# Required actions:
1. Print the part of the forum thread on ESTP compatibility from "## Zeri (Jan" up to and including "really work out.".
2. In the forum thread on ESTP compatibility, which types does brightflashes consider the most compatible of the three listed?
3. Translate this sentence from the forum thread on ESTP compatibility into Spanish: "I'd say it depends on the maturity of both individuals."
-------- Text provided
# Do you think an ESTP is more romantically compatible with an ESFP or an INTJ?



## Zeri (Jan 23, 2018)

I think Esfps and Estps may get along well as friends, but romantically..? I wonder if they may be too alike for things to really work out. 

My ESFp female friend says that she likes attention, and that she might have to 'compete' with an Estp male. But at the same time, she and her Estp male friend get along really well and have lots of laughs together. So...I don't know....


----------



## ENIGMA2019 (Jun 1, 2015)

I mesh well with both types. It would depend on other factors as well IMO


----------



## brightflashes (Oct 27, 2015)

Of the three listed, I think the most compatible are the ESFP and the INTJ.


----------



## Eu_citzen (Jan 18, 2018)

I'd say it depends on the maturity of both individuals. Either might work.


----------



## HIX (Aug 20, 2018)

I don't think ESFP would mesh well with either one of those types romantically. Or maybe I'm just talking about my personal preference.


----------



## UltimaRatio (Jan 31, 2019)

So tell @ENIGMA2019 to stop contacting me for the wedding. It's tiring...


----------



## ENIGMA2019 (Jun 1, 2015)

UltimaRatio said:


> So tell @ENIGMA2019vey to stop contacting me for the wedding. It's tiring...


:laughing: But, I am dying to get married to you! *devilish grin* Or is it the other way around? 

WTF Either the pic did not load on my screen or you just preformed magic on insert....


----------



## UltimaRatio (Jan 31, 2019)

ENIGMA2019 said:


> :laughing: But, I am dying to get married to you! *devilish grin* Or is it the other way around?




Stop now!


----------



## ENIGMA2019 (Jun 1, 2015)

You stop lol


----------



## Pure_White (Feb 28, 2017)

Ecchi said:


> Definitely ESFP, but neither are the best choice. I think ESFJ and ESTJ are the best.



nah. ESTJ is one of the most bossy type. SFJs are better for them.
----------------
-------- Supplied material
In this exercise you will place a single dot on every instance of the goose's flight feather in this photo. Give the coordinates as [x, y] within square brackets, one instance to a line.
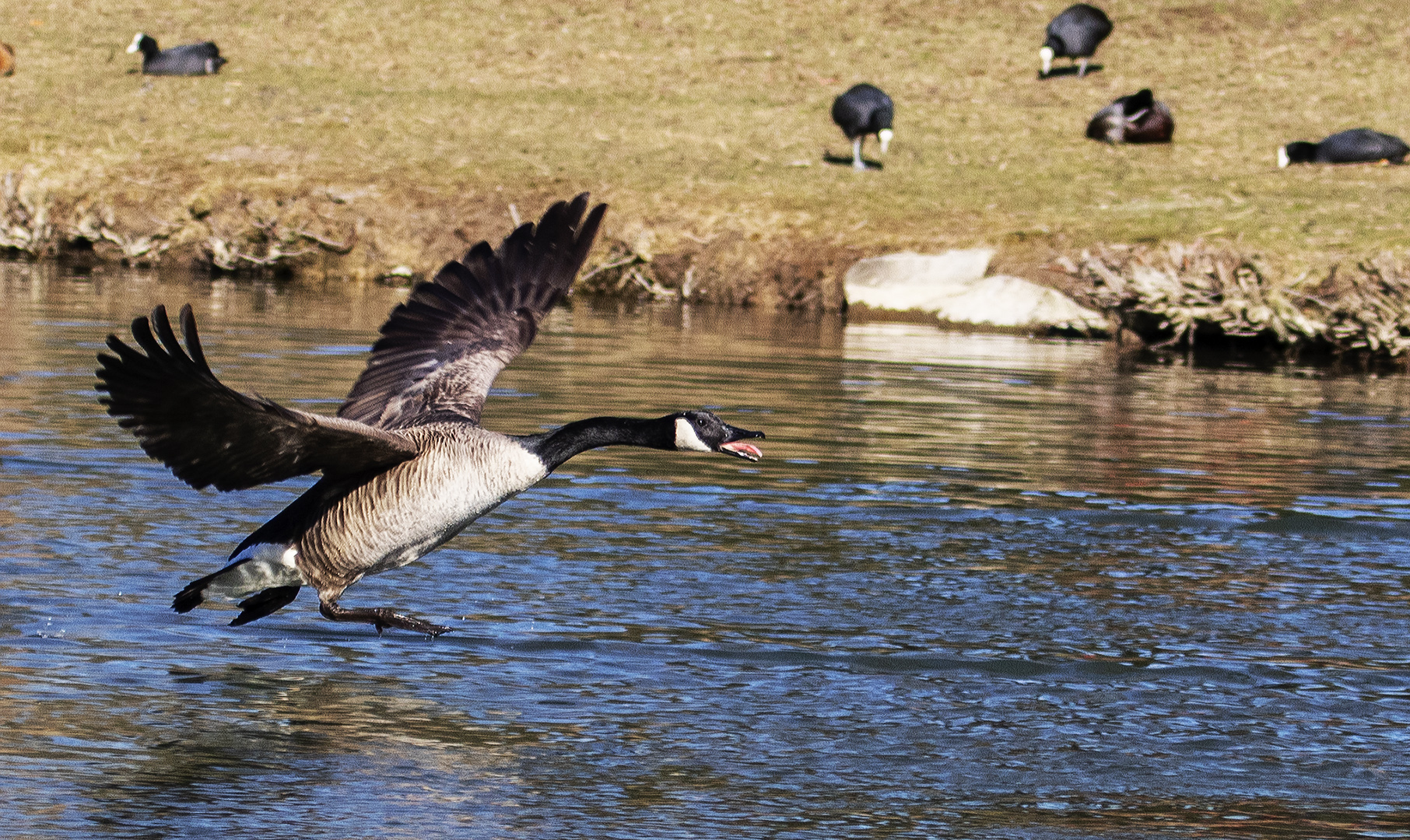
[442, 350]
[213, 436]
----------------
# Correct answers:
1.
## Zeri (Jan 23, 2018)

I think Esfps and Estps may get along well as friends, but romantically..? I wonder if they may be too alike for things to really work out.

2. The ESFP and the INTJ.

3. Yo diría que depende de la madurez de ambas personas.